• _PROBLEMS AND TASKS_
**a)** From the Beverly Davenport biography, set down the stretch from "Chancellor, University of" through "1.33 million USD." word for word.
**b)** Condense the paragraph in the Beverly Davenport biography that begins "Davenport began serving as the Chancellor" into a short bulleted list that keeps its main facts.

• _TEXT SEGMENT_
____________

Beverly Davenport (born ) is an American academic who most recently served as the Chancellor of the University of Tennessee, from February 15, 2017, until she was effectively removed from the position on May 2, 2018. Under her original contract, she was to become a professor, but following an agreement on June 5, 2018, left the university.

Executive leadership

Chancellor, University of Tennessee
Davenport began serving as the Chancellor of The University of Tennessee, Knoxville, on February 15, 2017. On May 2, 2018 The University of Tennessee system president, Joseph A. DiPietro, announced Davenport's appointment would end July 1, 2018 and she would transition to the faculty of the College of Communication and Information. The next day DiPietro announced Wayne Davis, the dean of UT's Tickle College of Engineering, would succeed Davenport as the interim chancellor for six to 12 months. On June 5, 2018, a committee of The University of Tennessee Board of Trustees approved a separation agreement with Davenport, ending her employment that day with a payment of 1.33 million USD.

Interim president, University of Cincinnati
Prior to her appointment at Tennessee, Davenport served as the 29th President at the University of Cincinnati in an interim capacity following the departure of the former President, Santa Ono, who left for the presidency of the University of British Columbia. Her interim appointment at UC followed a three-year stint as the Senior Vice President for Academic Affairs and Provost.

____________

• _GIVEN DATA_
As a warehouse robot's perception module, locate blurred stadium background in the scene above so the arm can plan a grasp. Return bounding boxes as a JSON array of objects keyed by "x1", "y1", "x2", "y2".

____________

• _TASK ANSWERS_
**a)**
Chancellor, University of Tennessee
Davenport began serving as the Chancellor of The University of Tennessee, Knoxville, on February 15, 2017. On May 2, 2018 The University of Tennessee system president, Joseph A. DiPietro, announced Davenport's appointment would end July 1, 2018 and she would transition to the faculty of the College of Communication and Information. The next day DiPietro announced Wayne Davis, the dean of UT's Tickle College of Engineering, would succeed Davenport as the interim chancellor for six to 12 months. On June 5, 2018, a committee of The University of Tennessee Board of Trustees approved a separation agreement with Davenport, ending her employment that day with a payment of 1.33 million USD.

**b)**
- February 15, 2017: Davenport became Chancellor of The University of Tennessee, Knoxville.
- May 2, 2018: UT system president Joseph A. DiPietro announced her appointment would end July 1, 2018, with a move to the faculty of the College of Communication and Information.
- The next day: DiPietro named Wayne Davis, dean of the Tickle College of Engineering, interim chancellor for six to 12 months.
- June 5, 2018: a Board of Trustees committee approved a separation agreement that ended her employment that day with a payment of 1.33 million USD.